[start PROVIDED INFORMATION]

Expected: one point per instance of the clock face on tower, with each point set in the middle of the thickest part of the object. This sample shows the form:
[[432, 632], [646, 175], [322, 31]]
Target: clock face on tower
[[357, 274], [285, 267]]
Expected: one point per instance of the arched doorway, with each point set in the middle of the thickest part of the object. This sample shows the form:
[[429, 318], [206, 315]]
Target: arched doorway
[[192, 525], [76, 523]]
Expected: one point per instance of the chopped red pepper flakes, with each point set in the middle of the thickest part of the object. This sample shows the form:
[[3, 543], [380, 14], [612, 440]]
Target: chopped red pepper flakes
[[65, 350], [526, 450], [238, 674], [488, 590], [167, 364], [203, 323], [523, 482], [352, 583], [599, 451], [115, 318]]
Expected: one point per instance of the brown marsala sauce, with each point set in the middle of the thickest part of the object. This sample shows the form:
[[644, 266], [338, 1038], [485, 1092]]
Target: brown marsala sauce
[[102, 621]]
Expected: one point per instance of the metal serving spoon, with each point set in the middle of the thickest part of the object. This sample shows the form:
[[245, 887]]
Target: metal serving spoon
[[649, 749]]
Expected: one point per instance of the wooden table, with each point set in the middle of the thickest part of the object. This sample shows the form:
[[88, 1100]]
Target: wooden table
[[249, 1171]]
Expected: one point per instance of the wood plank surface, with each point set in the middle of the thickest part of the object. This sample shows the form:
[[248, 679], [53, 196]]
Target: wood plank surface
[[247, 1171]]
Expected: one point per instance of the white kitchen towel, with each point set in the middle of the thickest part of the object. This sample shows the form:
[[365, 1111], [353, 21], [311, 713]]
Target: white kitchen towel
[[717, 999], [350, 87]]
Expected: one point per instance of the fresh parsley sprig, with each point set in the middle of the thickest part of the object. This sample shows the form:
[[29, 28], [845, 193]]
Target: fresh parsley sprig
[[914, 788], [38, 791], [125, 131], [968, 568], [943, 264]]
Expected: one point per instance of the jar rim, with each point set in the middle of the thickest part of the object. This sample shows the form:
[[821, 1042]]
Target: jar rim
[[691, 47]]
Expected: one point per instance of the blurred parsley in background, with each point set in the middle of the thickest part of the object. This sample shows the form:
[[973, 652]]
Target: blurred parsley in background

[end PROVIDED INFORMATION]

Scale the stretch of items from the line containing "Expected: one point per instance of the white" through the line containing "[[914, 788], [38, 791], [125, 131], [968, 568], [943, 264]]" and reproduce all of it, requests included. Multiply only the point coordinates in the answers by 0.3 and round them to whole numbers with halves going up, leaving the requests and their format samples unchanged.

Expected: one point per instance of the white kitchen towel, with each point set in the middle of the thickest part of the object. This sample shows the form:
[[365, 1111], [353, 21], [311, 713]]
Target: white kitchen towel
[[215, 300], [105, 26]]
Expected: one point per instance of the fresh parsley sprig, with each point set in the middle of the thickest part of the object. This sample shows the form:
[[29, 28], [845, 193]]
Target: fresh parsley sprig
[[274, 236], [11, 237], [38, 39], [290, 170], [283, 79]]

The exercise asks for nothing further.